▸ **GIVEN PROBLEM**: Switch "vertex" to "point" in the data below and write the lines out again with nothing else changed. Leave the pictures out.

▸ **Shape boundary entries**:
● ● ● ●

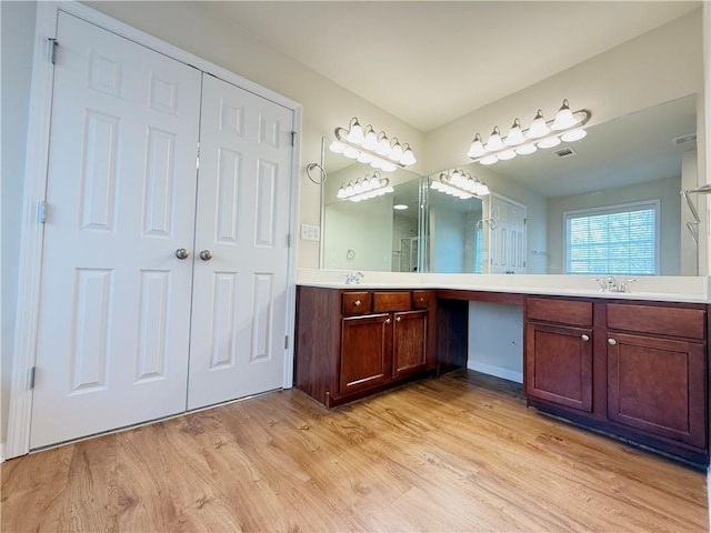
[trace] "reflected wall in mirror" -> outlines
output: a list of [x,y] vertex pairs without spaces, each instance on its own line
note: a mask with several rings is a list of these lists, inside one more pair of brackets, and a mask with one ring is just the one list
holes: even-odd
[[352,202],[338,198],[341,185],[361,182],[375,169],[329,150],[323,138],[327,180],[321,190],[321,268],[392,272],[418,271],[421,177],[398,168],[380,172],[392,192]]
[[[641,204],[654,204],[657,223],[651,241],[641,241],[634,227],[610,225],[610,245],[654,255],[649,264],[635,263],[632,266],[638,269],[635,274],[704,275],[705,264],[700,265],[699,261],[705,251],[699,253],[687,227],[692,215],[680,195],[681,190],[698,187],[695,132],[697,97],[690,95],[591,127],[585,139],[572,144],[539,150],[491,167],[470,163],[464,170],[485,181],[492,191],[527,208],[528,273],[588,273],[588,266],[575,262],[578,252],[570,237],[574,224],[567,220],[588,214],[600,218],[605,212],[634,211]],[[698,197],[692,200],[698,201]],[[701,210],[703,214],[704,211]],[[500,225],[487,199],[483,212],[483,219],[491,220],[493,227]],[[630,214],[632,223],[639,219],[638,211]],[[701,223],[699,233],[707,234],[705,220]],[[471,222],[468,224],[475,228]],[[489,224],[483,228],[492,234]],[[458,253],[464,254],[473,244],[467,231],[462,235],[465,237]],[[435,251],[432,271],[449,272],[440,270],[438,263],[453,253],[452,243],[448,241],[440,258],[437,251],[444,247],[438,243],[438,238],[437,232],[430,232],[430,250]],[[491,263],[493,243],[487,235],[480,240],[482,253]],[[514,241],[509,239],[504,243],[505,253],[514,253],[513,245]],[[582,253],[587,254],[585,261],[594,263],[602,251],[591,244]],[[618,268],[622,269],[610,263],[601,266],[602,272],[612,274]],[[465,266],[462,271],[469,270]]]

● ● ● ●

▸ **EXERCISE SOLUTION**:
[trace] "reflected wall in mirror" -> outlines
output: a list of [x,y] point pairs without spaces, each instance on its own line
note: a mask with several rings is a list of these lists, inside one more pair of brackets, and a mask with one ring is just the one list
holes: even-odd
[[352,202],[338,198],[341,185],[361,182],[375,169],[329,150],[323,138],[327,180],[321,190],[321,268],[392,272],[418,271],[421,177],[398,168],[380,172],[392,192]]
[[[641,204],[654,204],[657,223],[651,241],[641,241],[634,227],[610,225],[610,245],[654,255],[649,264],[635,263],[632,266],[638,269],[635,274],[704,275],[705,264],[700,265],[699,261],[705,251],[699,253],[687,227],[692,215],[680,195],[681,190],[698,187],[695,132],[697,97],[690,95],[591,127],[585,139],[572,144],[539,150],[491,167],[470,163],[464,170],[485,181],[492,191],[527,208],[528,273],[588,273],[588,266],[575,262],[578,252],[570,237],[574,224],[567,220],[588,214],[600,218],[605,212],[634,211]],[[698,197],[692,200],[698,201]],[[701,210],[703,214],[704,211]],[[500,225],[487,199],[483,212],[483,219],[491,220],[493,227]],[[630,214],[632,223],[639,219],[638,211]],[[701,223],[699,233],[707,234],[705,220]],[[471,222],[468,224],[475,228]],[[489,224],[483,228],[492,234]],[[458,253],[464,254],[473,244],[467,231],[462,235],[465,237]],[[435,251],[432,271],[449,272],[440,270],[438,263],[453,253],[452,243],[448,241],[440,258],[437,251],[444,247],[438,243],[438,238],[437,232],[430,232],[430,250]],[[491,263],[493,243],[487,235],[480,240],[482,253]],[[514,241],[509,239],[504,243],[505,253],[514,253],[513,245]],[[582,253],[587,254],[585,261],[594,263],[602,251],[591,244]],[[618,268],[622,269],[610,263],[601,266],[602,272],[612,274]],[[465,266],[462,271],[469,270]]]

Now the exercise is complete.